___ Information shown ___

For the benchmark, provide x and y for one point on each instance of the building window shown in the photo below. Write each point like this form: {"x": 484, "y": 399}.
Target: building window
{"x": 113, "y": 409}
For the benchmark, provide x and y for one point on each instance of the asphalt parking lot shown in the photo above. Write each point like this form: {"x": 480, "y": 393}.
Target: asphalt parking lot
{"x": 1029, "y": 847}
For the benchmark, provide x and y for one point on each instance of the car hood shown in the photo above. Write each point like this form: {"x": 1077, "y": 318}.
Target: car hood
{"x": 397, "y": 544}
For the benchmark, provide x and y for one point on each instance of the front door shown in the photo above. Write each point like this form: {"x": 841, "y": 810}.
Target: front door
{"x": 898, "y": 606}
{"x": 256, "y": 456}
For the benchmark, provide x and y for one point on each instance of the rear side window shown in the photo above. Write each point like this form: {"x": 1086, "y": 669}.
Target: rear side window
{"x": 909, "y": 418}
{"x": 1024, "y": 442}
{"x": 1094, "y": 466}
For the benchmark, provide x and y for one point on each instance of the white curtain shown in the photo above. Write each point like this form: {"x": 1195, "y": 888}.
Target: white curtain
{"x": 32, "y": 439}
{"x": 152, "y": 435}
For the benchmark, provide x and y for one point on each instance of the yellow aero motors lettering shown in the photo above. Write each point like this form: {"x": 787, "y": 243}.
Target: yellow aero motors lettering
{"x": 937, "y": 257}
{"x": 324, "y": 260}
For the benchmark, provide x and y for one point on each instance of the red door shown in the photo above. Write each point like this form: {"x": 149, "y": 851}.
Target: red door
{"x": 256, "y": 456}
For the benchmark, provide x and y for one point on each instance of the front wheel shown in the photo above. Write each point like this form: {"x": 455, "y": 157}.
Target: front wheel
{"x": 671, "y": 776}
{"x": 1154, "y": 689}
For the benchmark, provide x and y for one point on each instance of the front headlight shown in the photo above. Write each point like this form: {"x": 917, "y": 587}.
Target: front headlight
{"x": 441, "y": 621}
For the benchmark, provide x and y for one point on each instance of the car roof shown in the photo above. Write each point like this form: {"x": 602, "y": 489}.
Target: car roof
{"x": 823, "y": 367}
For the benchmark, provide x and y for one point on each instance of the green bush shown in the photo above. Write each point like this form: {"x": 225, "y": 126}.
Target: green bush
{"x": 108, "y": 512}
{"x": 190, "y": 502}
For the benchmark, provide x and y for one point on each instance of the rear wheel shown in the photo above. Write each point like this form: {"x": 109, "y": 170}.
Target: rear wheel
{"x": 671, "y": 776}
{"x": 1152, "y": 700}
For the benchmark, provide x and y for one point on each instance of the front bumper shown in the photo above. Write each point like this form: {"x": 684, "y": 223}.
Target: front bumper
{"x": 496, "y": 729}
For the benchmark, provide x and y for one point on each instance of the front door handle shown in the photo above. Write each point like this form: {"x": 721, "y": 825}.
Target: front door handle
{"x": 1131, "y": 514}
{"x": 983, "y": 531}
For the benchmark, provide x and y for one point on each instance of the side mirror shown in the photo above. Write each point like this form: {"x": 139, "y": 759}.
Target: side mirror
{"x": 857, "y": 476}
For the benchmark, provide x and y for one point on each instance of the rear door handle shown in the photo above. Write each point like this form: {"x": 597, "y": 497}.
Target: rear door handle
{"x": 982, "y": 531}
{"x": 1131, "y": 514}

___

◆ Given task: Reproduce the listing above with every occurrence of "For the benchmark" renamed to "For the evaluation", leaving everything else unchanged.

◆ Completed task:
For the evaluation, provide x and y for one point on each instance of the building window shown in the photo below. Write each point like this form: {"x": 484, "y": 399}.
Target: building window
{"x": 113, "y": 409}
For the evaluation, provide x and y for one point on each instance of the asphalt parking lot shown in the photo above. Write each point like this form: {"x": 480, "y": 393}.
Target: asphalt parking lot
{"x": 1029, "y": 847}
For the evaluation, provide x and y for one point on each instance of the car hood shown in the photo above. Write each point like this form: {"x": 1077, "y": 318}.
Target: car hood
{"x": 397, "y": 544}
For the evaluation, provide x and y for one point on each instance of the front door shown in the photo above. Write each point like this form: {"x": 841, "y": 810}.
Target: front door
{"x": 898, "y": 606}
{"x": 256, "y": 456}
For the evaluation, provide x and y for one point on each instance of the rear side window shown in the photo above. Write each point like this form: {"x": 1086, "y": 669}.
Target: rear side window
{"x": 909, "y": 418}
{"x": 1024, "y": 442}
{"x": 1094, "y": 466}
For the evaluation, provide x and y for one point on each instance of the white curtain shown in the photo above. Write each point like this form: {"x": 1195, "y": 888}.
Target: white curtain
{"x": 32, "y": 439}
{"x": 152, "y": 435}
For the evaluation, provide x and y for one point on each instance of the yellow aero motors lettering shown in the photo above. Write each point like this form: {"x": 787, "y": 243}.
Target: yellow aero motors lettering
{"x": 937, "y": 257}
{"x": 324, "y": 260}
For the evaluation, provide x and y for one point on each instance of the red door shown in the photo above. Write each point like this form: {"x": 149, "y": 851}.
Target: red door
{"x": 256, "y": 456}
For the evaluation, provide x and y for one point on each instance of the front wheel shown in the photo above. Write each point like this form: {"x": 455, "y": 157}.
Target: front wheel
{"x": 671, "y": 776}
{"x": 1154, "y": 689}
For the evaluation, provide x and y for one point on each instance of the front headlight shown in the photo above. Write each point like this form: {"x": 917, "y": 587}.
Target: front headlight
{"x": 441, "y": 621}
For the evaluation, provide x and y for one point on each instance of the car roof shown in the photo above. Write each point like this form: {"x": 602, "y": 489}.
Target: car roof
{"x": 823, "y": 367}
For the evaluation, provide x and y for one point on each instance of the green bush shown in the photo above. Write each point like this form: {"x": 225, "y": 126}.
Target: green bush
{"x": 108, "y": 512}
{"x": 190, "y": 502}
For the evaluation, provide x and y for one point on each instance of the rear wheel shown in the photo above. Write each point like this form: {"x": 109, "y": 170}.
Target: rear wheel
{"x": 671, "y": 776}
{"x": 1152, "y": 700}
For the evaluation, provide x and y for one point on each instance of the front bumper shown in the photo above. Write each point like this form: {"x": 684, "y": 223}.
Target: front bumper
{"x": 496, "y": 729}
For the evaluation, provide x and y for one point on each instance of the front door handle shown in the photo above. Write each point like this form: {"x": 721, "y": 825}.
Target: front door handle
{"x": 1131, "y": 514}
{"x": 983, "y": 531}
For the evaluation, provide x and y for one point on each instance of the side mirror shown in the photo above. Write each point like this form: {"x": 139, "y": 759}.
Target: side mirror
{"x": 857, "y": 476}
For the evaluation, provide x and y for one point on each instance of the rear door handle shown in the photo above. Write each point like this form: {"x": 597, "y": 497}.
Target: rear door handle
{"x": 982, "y": 531}
{"x": 1131, "y": 514}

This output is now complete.